§ **Short problem**
Rename "wooden post" to "fence post" throughout the listing from its first line through the line containing "187L493 186L493 175L495", and reproduce those lines with everything else unchanged. Leave the pictures out.

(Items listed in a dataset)
________________
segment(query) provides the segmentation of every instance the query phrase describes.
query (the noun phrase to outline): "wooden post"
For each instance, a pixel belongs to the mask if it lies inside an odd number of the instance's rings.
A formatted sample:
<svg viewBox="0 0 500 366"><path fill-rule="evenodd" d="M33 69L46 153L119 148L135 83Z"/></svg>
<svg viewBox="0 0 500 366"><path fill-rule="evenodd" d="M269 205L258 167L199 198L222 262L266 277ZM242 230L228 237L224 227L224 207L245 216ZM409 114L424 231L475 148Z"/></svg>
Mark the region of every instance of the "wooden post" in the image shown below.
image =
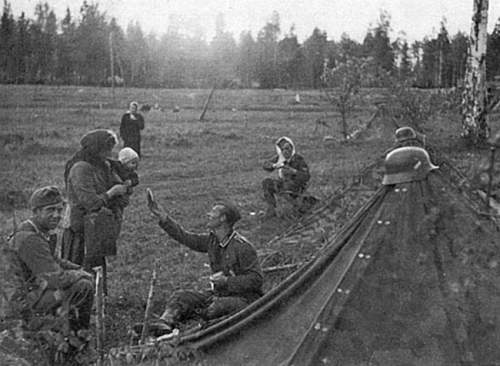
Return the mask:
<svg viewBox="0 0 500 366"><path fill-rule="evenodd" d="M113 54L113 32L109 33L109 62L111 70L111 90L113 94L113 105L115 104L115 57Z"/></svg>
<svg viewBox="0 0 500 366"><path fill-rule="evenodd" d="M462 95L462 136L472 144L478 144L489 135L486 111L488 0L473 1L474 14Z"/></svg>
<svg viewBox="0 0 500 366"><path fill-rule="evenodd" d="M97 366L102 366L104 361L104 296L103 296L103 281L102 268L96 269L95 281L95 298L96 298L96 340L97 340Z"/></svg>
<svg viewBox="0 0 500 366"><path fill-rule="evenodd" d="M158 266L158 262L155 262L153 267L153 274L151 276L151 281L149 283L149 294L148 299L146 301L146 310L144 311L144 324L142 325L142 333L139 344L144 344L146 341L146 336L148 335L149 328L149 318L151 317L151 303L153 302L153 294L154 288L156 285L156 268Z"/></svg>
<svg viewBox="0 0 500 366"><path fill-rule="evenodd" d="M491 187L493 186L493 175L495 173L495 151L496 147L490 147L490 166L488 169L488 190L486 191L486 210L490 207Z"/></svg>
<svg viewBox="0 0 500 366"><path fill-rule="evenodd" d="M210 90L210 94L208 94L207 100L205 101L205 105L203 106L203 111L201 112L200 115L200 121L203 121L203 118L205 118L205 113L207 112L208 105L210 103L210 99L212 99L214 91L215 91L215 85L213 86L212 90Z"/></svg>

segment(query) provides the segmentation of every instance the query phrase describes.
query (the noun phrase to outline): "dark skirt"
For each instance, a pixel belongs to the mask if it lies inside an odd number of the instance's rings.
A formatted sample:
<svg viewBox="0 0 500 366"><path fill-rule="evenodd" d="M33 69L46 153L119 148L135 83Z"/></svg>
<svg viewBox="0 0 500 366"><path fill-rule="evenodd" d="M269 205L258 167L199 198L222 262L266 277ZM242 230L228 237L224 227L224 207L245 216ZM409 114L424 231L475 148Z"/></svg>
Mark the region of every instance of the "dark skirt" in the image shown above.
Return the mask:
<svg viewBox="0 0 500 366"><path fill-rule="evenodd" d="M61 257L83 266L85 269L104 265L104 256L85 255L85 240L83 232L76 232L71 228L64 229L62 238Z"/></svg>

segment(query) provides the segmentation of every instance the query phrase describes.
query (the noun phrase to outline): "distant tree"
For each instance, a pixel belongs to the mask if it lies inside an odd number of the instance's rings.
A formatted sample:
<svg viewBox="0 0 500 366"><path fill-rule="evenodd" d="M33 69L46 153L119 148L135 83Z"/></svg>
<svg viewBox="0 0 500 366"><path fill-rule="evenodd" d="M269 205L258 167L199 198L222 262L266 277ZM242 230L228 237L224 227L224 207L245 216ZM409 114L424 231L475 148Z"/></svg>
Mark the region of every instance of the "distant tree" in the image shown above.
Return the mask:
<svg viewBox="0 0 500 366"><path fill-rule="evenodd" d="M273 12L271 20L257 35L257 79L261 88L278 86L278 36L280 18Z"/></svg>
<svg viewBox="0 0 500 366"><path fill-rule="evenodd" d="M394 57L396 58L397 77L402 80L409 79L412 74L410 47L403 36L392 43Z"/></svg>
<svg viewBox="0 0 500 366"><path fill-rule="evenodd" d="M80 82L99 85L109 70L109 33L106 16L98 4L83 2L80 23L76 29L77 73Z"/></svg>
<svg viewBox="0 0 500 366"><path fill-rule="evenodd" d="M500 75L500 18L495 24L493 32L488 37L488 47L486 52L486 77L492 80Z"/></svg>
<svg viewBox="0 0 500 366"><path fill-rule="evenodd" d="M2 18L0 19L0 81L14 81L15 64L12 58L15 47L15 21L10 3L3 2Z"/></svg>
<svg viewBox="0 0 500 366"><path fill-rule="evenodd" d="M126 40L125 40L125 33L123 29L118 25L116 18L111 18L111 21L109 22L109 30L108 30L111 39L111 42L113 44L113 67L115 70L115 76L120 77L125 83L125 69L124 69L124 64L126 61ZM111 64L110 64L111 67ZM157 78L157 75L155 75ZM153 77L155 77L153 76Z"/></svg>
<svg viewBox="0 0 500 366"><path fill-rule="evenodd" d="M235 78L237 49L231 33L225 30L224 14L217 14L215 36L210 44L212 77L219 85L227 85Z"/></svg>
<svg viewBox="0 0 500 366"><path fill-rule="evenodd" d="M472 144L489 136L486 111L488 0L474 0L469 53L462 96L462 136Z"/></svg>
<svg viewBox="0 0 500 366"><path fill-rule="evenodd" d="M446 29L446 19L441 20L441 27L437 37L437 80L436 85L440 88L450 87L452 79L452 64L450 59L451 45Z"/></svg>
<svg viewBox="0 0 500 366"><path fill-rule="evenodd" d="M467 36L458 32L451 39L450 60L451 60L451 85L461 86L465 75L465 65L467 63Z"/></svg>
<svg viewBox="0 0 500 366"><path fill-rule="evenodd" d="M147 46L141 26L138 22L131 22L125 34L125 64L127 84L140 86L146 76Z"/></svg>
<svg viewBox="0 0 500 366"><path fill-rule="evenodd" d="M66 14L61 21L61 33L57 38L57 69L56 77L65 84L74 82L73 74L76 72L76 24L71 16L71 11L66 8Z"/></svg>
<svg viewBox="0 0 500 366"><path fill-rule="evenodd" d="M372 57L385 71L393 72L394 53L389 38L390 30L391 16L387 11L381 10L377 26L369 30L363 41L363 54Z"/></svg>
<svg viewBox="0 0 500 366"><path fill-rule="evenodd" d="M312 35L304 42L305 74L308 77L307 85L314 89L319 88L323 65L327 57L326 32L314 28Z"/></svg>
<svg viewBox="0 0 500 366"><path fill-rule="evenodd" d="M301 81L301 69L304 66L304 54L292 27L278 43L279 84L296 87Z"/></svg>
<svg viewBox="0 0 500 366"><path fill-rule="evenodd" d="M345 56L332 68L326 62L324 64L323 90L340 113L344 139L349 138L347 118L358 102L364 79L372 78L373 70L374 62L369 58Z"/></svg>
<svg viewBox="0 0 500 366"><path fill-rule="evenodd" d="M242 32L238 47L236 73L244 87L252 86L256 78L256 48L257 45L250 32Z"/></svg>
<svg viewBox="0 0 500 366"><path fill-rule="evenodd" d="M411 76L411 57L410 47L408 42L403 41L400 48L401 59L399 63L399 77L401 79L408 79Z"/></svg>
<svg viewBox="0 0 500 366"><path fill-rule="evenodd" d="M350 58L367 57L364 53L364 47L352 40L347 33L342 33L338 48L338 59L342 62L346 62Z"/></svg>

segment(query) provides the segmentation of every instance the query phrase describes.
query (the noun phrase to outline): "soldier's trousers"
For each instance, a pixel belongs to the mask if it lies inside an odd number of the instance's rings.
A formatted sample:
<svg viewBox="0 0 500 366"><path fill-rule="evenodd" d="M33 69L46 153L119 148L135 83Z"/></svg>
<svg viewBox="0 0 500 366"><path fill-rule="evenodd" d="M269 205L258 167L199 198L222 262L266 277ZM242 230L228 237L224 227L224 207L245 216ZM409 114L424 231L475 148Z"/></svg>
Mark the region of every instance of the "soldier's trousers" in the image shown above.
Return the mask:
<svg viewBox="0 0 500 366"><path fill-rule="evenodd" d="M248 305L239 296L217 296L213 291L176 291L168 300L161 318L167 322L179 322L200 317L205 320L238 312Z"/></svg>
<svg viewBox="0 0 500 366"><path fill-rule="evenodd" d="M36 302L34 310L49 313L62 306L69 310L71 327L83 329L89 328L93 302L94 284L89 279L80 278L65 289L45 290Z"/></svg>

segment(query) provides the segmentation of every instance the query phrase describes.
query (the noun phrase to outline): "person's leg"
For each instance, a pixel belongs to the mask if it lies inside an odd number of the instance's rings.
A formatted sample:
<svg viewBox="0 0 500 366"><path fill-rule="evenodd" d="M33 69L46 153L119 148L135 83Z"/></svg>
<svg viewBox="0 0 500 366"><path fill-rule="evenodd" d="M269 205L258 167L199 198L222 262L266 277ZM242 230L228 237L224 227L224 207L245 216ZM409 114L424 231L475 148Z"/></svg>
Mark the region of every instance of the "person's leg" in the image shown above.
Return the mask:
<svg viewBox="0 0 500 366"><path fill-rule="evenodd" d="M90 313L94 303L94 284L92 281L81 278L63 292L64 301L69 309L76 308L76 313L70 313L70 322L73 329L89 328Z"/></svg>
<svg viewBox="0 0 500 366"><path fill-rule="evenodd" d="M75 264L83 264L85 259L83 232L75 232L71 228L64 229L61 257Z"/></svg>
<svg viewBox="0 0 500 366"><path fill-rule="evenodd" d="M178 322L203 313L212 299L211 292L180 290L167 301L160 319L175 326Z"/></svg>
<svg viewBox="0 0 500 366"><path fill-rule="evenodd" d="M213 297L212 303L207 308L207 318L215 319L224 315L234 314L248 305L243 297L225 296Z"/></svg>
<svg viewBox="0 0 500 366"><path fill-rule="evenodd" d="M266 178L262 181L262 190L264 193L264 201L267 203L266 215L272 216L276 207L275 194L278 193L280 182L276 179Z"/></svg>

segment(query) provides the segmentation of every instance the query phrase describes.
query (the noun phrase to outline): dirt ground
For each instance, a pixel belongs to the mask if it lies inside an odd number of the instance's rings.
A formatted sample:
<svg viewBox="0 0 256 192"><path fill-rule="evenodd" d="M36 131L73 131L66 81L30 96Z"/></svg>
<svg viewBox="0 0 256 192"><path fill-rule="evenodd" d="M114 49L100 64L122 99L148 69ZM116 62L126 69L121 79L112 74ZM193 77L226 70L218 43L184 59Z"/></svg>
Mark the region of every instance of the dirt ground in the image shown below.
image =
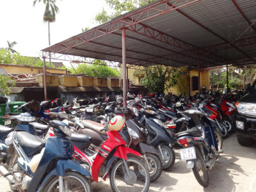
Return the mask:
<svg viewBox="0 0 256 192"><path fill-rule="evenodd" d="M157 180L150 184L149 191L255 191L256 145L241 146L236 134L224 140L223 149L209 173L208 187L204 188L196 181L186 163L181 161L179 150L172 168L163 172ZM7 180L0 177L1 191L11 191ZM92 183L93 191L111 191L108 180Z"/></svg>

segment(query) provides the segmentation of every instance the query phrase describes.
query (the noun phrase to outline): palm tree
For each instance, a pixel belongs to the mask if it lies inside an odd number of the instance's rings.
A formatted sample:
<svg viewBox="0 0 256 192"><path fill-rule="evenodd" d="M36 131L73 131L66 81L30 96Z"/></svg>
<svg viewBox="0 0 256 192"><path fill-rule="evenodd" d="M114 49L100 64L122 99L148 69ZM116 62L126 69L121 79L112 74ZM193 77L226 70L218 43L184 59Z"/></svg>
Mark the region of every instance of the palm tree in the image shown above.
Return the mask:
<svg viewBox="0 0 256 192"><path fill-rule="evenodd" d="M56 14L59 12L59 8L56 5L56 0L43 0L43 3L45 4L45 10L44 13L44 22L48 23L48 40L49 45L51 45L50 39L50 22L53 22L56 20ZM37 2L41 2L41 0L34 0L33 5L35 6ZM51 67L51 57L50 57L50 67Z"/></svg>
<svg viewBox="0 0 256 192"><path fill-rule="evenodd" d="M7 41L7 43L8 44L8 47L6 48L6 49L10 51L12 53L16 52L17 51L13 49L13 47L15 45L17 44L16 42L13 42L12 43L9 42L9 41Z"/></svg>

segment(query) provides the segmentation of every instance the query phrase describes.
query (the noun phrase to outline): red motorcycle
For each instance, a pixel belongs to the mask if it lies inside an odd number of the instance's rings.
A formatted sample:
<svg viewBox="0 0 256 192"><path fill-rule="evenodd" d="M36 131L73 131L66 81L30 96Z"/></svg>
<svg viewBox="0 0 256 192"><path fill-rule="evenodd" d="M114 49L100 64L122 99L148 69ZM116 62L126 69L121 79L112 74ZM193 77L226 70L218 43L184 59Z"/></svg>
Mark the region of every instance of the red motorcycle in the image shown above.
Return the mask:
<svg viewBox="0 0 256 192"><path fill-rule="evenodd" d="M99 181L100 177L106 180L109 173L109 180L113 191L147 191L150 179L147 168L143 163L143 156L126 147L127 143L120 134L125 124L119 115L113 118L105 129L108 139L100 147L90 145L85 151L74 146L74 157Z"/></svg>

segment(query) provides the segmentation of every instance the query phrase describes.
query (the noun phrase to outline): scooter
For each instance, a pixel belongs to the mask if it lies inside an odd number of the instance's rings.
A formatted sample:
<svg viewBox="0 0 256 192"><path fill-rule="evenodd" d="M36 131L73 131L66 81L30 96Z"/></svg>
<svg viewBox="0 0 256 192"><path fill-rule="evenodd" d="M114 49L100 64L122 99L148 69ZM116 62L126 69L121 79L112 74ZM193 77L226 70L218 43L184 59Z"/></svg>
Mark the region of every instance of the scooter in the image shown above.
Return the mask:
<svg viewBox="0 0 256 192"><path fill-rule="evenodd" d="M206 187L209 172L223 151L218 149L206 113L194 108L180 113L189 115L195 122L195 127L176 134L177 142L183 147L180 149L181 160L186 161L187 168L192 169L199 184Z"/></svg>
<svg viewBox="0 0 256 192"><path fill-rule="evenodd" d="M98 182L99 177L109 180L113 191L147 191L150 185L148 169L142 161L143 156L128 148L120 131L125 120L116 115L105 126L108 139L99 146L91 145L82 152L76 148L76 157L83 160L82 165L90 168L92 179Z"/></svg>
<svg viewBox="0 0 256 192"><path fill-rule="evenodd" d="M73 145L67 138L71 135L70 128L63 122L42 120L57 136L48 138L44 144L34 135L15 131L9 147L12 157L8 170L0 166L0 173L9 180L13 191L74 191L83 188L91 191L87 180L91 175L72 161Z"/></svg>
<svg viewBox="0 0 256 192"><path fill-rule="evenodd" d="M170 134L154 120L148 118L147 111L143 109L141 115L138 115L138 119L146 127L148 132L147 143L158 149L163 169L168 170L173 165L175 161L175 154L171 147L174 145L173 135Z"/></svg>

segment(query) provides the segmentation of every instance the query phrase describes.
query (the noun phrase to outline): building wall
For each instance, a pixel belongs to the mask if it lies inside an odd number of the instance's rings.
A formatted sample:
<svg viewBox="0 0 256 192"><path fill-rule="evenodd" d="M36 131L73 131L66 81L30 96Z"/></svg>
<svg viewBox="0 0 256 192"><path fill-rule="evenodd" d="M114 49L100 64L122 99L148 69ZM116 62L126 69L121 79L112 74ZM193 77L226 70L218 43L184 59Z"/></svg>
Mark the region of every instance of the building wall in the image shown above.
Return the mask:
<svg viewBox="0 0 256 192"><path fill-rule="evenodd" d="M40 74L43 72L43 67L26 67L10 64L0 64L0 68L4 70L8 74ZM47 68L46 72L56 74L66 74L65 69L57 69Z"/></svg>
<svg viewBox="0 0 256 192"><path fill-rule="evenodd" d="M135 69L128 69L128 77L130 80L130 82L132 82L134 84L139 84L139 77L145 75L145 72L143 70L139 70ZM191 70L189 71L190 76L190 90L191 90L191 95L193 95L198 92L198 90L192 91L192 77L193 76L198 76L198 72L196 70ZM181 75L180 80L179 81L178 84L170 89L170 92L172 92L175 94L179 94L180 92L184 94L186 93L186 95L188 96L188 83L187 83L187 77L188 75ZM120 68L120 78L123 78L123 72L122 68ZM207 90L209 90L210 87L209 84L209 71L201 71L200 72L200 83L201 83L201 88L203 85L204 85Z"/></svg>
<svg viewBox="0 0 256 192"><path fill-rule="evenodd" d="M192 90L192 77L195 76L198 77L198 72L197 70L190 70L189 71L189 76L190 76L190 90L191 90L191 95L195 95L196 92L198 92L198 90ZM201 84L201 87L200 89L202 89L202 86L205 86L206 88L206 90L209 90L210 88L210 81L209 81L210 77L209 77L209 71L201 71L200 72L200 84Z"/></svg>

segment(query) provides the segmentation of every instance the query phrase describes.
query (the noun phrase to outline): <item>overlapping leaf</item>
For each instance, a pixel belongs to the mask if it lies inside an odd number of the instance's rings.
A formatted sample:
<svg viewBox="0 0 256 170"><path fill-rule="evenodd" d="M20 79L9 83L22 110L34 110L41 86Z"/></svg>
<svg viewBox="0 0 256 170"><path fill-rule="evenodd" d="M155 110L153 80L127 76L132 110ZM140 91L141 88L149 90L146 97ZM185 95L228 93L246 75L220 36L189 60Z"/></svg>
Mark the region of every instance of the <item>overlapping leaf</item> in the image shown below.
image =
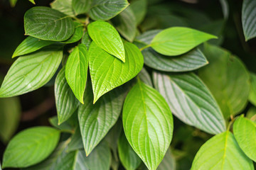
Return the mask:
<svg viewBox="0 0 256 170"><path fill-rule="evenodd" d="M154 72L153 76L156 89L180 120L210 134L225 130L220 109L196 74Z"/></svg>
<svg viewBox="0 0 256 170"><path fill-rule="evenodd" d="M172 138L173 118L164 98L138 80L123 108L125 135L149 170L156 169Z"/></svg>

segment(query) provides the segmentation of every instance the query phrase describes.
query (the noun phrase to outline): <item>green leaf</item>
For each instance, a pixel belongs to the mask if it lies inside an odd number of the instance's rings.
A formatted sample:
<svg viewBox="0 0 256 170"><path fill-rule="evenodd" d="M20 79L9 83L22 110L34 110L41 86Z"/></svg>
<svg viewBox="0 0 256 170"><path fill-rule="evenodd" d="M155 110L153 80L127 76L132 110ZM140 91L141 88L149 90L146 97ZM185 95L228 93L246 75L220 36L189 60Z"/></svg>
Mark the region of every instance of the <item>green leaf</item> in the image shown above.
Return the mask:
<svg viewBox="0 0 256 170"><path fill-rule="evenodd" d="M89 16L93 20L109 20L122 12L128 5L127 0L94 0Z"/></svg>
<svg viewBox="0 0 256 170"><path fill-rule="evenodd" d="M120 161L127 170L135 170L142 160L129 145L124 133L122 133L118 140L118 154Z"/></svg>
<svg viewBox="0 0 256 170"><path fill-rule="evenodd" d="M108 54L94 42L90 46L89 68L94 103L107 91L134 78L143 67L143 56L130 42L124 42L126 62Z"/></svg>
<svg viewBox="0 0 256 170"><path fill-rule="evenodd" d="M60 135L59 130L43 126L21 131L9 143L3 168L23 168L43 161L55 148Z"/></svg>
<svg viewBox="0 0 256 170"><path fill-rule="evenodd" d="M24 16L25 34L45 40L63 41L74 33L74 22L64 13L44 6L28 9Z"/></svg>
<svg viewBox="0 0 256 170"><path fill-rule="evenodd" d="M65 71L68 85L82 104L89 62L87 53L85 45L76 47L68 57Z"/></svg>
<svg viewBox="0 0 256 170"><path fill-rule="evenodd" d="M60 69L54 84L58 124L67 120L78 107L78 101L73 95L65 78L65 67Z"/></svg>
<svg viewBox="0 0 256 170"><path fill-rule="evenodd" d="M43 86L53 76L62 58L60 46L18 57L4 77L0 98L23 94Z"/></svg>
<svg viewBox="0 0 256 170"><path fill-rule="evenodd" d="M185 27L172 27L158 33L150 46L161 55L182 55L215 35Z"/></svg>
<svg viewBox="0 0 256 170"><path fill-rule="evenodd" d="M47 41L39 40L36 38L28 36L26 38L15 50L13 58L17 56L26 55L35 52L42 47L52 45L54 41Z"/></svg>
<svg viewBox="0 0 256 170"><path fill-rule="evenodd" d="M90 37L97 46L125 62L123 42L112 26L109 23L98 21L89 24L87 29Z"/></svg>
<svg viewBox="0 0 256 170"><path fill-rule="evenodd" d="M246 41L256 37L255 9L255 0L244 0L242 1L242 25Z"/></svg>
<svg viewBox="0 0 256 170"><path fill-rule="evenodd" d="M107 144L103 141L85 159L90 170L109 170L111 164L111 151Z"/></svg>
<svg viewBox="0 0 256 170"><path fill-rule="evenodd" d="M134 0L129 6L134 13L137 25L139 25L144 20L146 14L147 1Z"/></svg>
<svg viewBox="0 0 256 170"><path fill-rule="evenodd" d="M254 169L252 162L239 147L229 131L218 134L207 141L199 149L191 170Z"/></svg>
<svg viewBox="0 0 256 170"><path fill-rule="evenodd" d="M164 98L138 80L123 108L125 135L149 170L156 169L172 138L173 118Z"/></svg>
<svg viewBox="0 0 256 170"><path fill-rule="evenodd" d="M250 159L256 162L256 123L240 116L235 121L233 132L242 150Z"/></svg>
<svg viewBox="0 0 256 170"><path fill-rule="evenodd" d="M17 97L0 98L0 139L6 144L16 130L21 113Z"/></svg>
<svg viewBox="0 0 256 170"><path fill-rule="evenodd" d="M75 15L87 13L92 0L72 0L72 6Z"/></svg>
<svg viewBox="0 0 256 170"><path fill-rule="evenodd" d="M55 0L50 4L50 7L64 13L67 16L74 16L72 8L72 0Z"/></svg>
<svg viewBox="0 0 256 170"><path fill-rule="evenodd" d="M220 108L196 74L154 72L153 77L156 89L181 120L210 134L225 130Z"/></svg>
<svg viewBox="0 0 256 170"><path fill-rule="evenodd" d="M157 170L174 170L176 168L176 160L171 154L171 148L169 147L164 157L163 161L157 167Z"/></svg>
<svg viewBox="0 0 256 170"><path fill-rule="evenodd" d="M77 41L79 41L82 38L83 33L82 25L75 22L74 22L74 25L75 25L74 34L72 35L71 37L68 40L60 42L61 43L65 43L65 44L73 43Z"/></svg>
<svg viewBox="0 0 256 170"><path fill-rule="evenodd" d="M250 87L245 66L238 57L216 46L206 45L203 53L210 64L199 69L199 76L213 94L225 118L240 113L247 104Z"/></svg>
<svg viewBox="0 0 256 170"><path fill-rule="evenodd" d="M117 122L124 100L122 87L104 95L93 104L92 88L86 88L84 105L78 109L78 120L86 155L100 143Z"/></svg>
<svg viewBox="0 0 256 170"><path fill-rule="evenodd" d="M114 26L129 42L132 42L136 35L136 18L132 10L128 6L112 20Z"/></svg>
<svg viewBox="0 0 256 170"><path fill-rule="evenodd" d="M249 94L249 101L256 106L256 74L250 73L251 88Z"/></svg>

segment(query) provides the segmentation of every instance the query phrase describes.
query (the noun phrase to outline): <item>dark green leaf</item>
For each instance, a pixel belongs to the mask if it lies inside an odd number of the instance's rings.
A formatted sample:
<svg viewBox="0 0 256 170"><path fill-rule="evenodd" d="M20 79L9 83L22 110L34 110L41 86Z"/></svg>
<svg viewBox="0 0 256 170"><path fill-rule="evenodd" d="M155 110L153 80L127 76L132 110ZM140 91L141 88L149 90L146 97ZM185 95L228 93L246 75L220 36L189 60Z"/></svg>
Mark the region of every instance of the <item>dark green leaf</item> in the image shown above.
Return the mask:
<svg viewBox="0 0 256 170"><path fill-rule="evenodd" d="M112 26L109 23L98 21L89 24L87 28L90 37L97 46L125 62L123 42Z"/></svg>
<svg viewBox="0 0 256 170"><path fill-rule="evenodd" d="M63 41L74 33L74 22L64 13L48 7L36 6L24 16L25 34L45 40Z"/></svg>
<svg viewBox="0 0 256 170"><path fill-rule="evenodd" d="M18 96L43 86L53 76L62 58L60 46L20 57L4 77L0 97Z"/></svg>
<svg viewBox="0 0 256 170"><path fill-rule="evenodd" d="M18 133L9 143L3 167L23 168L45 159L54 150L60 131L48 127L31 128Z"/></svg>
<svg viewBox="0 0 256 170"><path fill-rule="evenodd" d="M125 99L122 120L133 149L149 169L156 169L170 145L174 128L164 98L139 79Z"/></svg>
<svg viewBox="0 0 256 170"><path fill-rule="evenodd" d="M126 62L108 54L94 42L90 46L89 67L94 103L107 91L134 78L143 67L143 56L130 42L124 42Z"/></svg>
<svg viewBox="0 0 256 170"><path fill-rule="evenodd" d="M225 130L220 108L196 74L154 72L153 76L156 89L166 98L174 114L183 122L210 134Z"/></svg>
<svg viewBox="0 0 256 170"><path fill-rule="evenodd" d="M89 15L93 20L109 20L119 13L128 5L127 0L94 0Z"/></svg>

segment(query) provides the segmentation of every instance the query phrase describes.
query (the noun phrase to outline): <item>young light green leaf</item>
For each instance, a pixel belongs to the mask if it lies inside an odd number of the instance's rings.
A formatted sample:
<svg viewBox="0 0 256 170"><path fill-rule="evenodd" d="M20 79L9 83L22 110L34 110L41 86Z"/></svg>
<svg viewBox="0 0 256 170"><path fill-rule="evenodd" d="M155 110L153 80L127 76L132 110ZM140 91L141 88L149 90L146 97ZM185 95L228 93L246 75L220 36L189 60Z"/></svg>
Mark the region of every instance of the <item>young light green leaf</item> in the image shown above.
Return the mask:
________________
§ **Result of the task**
segment(query) provides the segmentation of every instance the query phrase describes.
query (the noun phrase to outline): "fence post"
For each instance, a pixel belongs to the mask if it lies inside an odd number of the instance's rings.
A formatted sample:
<svg viewBox="0 0 500 366"><path fill-rule="evenodd" d="M33 69L46 153L119 148L135 83Z"/></svg>
<svg viewBox="0 0 500 366"><path fill-rule="evenodd" d="M269 205L258 167L199 198L222 262L266 277ZM242 230L228 237L224 227L224 207L245 216ZM409 114L424 231L475 148Z"/></svg>
Mark the region of every instance of the "fence post" in the image shown below.
image =
Return the mask:
<svg viewBox="0 0 500 366"><path fill-rule="evenodd" d="M113 54L113 32L109 33L109 62L111 70L111 90L113 94L113 105L115 104L115 57Z"/></svg>
<svg viewBox="0 0 500 366"><path fill-rule="evenodd" d="M462 95L462 136L472 144L478 144L489 135L486 111L488 0L473 1L474 14Z"/></svg>
<svg viewBox="0 0 500 366"><path fill-rule="evenodd" d="M97 366L102 366L104 361L104 296L103 296L103 281L102 268L96 269L95 281L95 298L96 298L96 340L97 340Z"/></svg>
<svg viewBox="0 0 500 366"><path fill-rule="evenodd" d="M158 266L158 262L155 262L153 267L153 274L151 276L151 281L149 283L149 294L148 299L146 301L146 310L144 311L144 324L142 325L142 333L139 344L144 344L146 341L146 336L148 335L149 328L149 318L151 317L151 303L153 302L153 294L154 288L156 285L156 268Z"/></svg>
<svg viewBox="0 0 500 366"><path fill-rule="evenodd" d="M491 187L493 186L493 175L495 173L495 151L496 147L490 147L490 166L488 169L488 190L486 191L486 210L490 207Z"/></svg>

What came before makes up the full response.